## Problem details
For each line of the data below that contains "sculpted", return that line.
═══ Excerpted records
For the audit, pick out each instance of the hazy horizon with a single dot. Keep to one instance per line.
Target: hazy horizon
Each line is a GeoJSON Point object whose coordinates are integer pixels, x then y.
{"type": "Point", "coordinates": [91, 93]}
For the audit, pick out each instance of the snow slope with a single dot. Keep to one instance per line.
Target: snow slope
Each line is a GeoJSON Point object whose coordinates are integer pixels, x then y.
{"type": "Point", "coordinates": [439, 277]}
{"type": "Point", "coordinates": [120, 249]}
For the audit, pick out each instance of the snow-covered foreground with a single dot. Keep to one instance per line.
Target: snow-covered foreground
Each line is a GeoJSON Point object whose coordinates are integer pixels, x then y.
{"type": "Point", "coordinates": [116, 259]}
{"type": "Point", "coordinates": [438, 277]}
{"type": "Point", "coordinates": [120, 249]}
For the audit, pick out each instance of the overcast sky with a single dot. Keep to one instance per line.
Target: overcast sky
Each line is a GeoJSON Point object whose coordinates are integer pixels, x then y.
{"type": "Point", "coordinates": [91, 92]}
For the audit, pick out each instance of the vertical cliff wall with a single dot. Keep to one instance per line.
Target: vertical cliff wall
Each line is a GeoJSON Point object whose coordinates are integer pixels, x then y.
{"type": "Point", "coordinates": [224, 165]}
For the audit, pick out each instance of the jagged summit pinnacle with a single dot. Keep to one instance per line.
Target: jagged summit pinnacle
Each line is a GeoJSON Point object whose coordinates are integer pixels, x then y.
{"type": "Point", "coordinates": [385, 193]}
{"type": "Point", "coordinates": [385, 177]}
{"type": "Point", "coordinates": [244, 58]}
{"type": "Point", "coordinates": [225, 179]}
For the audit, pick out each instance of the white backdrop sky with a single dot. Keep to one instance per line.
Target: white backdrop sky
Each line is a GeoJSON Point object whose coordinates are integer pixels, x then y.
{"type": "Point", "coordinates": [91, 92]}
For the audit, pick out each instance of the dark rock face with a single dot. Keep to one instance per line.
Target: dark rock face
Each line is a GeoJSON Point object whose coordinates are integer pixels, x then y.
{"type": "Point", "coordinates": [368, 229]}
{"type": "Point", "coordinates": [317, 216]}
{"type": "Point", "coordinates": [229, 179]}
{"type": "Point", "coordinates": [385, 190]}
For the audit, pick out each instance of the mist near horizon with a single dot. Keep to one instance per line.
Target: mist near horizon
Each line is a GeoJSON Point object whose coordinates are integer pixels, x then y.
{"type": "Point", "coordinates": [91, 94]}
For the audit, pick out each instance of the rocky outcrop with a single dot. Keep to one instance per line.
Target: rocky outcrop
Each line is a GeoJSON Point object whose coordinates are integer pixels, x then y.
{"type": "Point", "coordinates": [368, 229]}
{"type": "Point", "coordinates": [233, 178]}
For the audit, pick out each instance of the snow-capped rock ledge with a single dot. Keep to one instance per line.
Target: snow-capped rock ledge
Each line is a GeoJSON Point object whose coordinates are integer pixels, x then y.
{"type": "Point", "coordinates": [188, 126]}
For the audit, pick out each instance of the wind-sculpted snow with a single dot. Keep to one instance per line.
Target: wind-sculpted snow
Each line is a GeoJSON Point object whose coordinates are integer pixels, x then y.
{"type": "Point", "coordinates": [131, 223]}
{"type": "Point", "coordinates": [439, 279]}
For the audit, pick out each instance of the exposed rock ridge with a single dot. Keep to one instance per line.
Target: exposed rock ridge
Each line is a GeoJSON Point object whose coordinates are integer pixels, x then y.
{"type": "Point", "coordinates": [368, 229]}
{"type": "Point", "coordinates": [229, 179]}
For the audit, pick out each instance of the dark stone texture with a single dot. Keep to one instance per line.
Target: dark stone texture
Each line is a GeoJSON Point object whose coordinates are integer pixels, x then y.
══════
## Answer for this exercise
For the audit, pick out each instance of the wind-sculpted snow with a single dot. Keep to one instance per line.
Target: wind-sculpted snow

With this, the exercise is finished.